● **Polecenie**
Przepisz poniższe dane, zamieniając każde wystąpienie "Target" na "Object" i nie zmieniając niczego poza tym.
── Materiał do zadania
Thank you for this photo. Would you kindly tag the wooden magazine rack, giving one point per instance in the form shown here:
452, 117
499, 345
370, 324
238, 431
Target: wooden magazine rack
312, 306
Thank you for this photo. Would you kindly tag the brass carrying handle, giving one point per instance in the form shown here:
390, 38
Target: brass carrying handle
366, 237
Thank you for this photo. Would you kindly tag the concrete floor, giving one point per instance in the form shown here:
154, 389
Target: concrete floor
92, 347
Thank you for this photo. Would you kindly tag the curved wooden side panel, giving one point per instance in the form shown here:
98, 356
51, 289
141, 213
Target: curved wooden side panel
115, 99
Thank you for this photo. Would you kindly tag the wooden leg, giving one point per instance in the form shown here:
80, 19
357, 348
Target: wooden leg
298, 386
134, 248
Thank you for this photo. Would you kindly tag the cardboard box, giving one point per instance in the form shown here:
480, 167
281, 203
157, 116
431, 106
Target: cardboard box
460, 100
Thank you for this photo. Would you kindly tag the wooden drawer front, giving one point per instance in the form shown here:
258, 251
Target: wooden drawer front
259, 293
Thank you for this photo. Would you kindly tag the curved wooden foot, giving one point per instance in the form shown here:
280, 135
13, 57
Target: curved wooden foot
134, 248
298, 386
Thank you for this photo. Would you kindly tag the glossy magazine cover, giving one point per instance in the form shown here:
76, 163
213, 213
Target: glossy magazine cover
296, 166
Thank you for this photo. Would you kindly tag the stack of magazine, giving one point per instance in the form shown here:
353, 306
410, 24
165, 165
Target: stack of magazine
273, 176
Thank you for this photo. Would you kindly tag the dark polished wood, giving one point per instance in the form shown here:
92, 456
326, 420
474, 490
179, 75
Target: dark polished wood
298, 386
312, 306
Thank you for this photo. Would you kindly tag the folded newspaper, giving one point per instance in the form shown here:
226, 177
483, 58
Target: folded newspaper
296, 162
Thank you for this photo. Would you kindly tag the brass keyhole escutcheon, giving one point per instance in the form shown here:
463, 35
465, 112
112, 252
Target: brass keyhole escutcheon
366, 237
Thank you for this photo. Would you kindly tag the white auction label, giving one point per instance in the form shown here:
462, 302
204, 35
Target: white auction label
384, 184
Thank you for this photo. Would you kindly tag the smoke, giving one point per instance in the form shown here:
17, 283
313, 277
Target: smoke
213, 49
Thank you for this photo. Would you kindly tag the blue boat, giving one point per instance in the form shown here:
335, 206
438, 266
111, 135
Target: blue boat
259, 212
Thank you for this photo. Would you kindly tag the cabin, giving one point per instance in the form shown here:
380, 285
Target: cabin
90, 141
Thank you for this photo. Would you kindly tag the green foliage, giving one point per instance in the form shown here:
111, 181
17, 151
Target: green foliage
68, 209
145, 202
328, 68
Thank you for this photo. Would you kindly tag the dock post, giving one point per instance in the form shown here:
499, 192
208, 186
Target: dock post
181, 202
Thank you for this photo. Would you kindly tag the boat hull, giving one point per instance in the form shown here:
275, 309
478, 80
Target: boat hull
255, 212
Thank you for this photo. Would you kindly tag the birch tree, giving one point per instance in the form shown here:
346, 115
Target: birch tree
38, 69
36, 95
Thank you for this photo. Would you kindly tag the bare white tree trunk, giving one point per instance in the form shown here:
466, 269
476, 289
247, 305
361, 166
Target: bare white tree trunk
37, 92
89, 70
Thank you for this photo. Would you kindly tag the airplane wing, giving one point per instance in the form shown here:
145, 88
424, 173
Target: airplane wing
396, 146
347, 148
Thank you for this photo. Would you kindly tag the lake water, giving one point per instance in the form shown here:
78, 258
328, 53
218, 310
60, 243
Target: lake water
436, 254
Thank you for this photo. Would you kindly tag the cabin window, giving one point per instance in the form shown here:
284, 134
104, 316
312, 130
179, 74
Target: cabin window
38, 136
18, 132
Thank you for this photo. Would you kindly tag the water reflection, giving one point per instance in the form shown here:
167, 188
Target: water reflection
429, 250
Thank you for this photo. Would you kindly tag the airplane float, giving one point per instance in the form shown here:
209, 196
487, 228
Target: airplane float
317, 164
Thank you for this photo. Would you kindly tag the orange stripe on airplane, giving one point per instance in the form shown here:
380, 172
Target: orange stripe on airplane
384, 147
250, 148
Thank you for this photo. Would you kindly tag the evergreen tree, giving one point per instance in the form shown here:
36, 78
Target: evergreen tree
────
● **Odpowiedź**
Thank you for this photo. Would you kindly tag the wooden magazine rack, giving one point per instance in the form shown here:
452, 117
499, 345
370, 324
238, 431
Object: wooden magazine rack
312, 306
Thank you for this photo. Would you kindly tag the brass carrying handle, giving one point per instance in the form shown here:
390, 38
Object: brass carrying handle
366, 237
Thank you for this photo. Would you kindly tag the concrete floor, giving one point per instance in the form shown here:
154, 389
Object: concrete floor
92, 347
Thank you for this photo. Would you kindly tag the curved wooden side panel, giving one point per instance in the form shown here:
98, 356
51, 289
141, 213
Object: curved wooden side panel
115, 99
Thank you for this photo. Would you kindly tag the wooden leg, giving one point per instance in the form shown here:
80, 19
357, 348
Object: wooden leg
298, 386
134, 248
Thank you for this photo. Would you kindly tag the cardboard box, giving one point per instance in the form shown here:
480, 167
281, 203
157, 116
431, 106
Object: cardboard box
460, 100
Thank you for this photo. Would you kindly tag the wooden drawer front, giving one point per instance in the form shown here:
258, 251
Object: wooden drawer front
259, 293
Thank you for this photo. Would you kindly tag the curved wooden foot, giving one point per instance in the form shown here:
280, 135
13, 57
Object: curved wooden foot
134, 248
298, 386
Thank you for this photo. Would you kindly tag the glossy magazine cover, giving one point per instance in the form shown here:
76, 163
213, 213
Object: glossy magazine cover
296, 166
Thank you for this photo. Would you kindly tag the stack of magazine, giving one point per instance in the form shown here:
353, 306
410, 24
165, 165
Object: stack of magazine
273, 176
Thank you for this photo. Would you kindly tag the dark polished wood, giving one point per instance in the form shown here:
92, 456
326, 420
474, 490
179, 75
Object: dark polished wood
298, 386
312, 306
Thank you for this photo. Would you kindly tag the folded newspaper, giving one point per instance in the form shown here:
226, 177
483, 58
Object: folded newspaper
296, 162
Thank you for this photo. Would you kindly tag the brass keyhole escutcheon, giving one point per instance in the form shown here:
463, 35
465, 112
112, 252
Object: brass keyhole escutcheon
366, 237
Thank you for this photo. Would you kindly tag the white auction label, giving one point per instance in the form shown here:
462, 302
204, 35
Object: white auction label
384, 184
Thank you for this photo. Would you kindly tag the smoke, giving one point per instance in the form shown here:
17, 283
313, 277
Object: smoke
213, 49
Thank you for this photo. Would you kindly tag the blue boat, giving one point per instance in the form shown here:
335, 206
438, 266
111, 135
Object: blue boat
259, 212
Thank you for this photo. Would you kindly tag the cabin, giving one point per instance in the form shown here:
380, 285
Object: cabin
90, 141
Thank you for this photo. Would you kindly tag the green foliage, giving one point per instance in the form shown here:
111, 181
17, 151
Object: green foliage
68, 209
145, 202
328, 68
Thank you for this photo. Would you kindly tag the dock post, giving one point per instance in the form shown here:
499, 192
208, 186
Object: dock post
181, 202
Thank you for this photo. Would you kindly tag the boat hull, giving one point per instance in the form shown here:
275, 309
478, 80
Object: boat hull
255, 212
Thank you for this photo. Would you kindly tag the birch tree, giving one point per instance in the form shown here:
346, 115
Object: birch tree
38, 69
36, 95
Thank you for this photo. Would you kindly tag the bare white tree trunk, giving one point per instance in the form shown here:
466, 269
476, 289
247, 305
361, 166
Object: bare white tree trunk
37, 92
89, 70
Thank you for this photo. Would you kindly tag the airplane wing, giving one point per instance in the form shown here:
145, 88
424, 173
Object: airplane wing
396, 146
347, 148
Thank you for this photo. Would you kindly tag the lake water, giving one point per instance in the form shown here:
78, 258
328, 53
218, 310
60, 243
Object: lake water
436, 254
Thank you for this photo. Would you kindly tag the cabin window, giving one point per instance in the form shown here:
284, 134
104, 316
312, 130
179, 74
Object: cabin window
38, 136
18, 132
Thank you for this photo. Would you kindly tag the water reflection, giving one point per instance in the form shown here:
167, 188
Object: water reflection
429, 250
Thank you for this photo. Would you kindly tag the airplane float, giving one point per instance in the form shown here:
209, 196
487, 228
Object: airplane float
317, 164
Thank you for this photo. Would you kindly tag the orange stripe on airplane, giving one point per instance in the form shown here:
380, 172
Object: orange stripe on airplane
384, 147
250, 148
Thank you for this photo. Would you kindly tag the evergreen tree, giving one point per instance in the form shown here:
36, 78
Object: evergreen tree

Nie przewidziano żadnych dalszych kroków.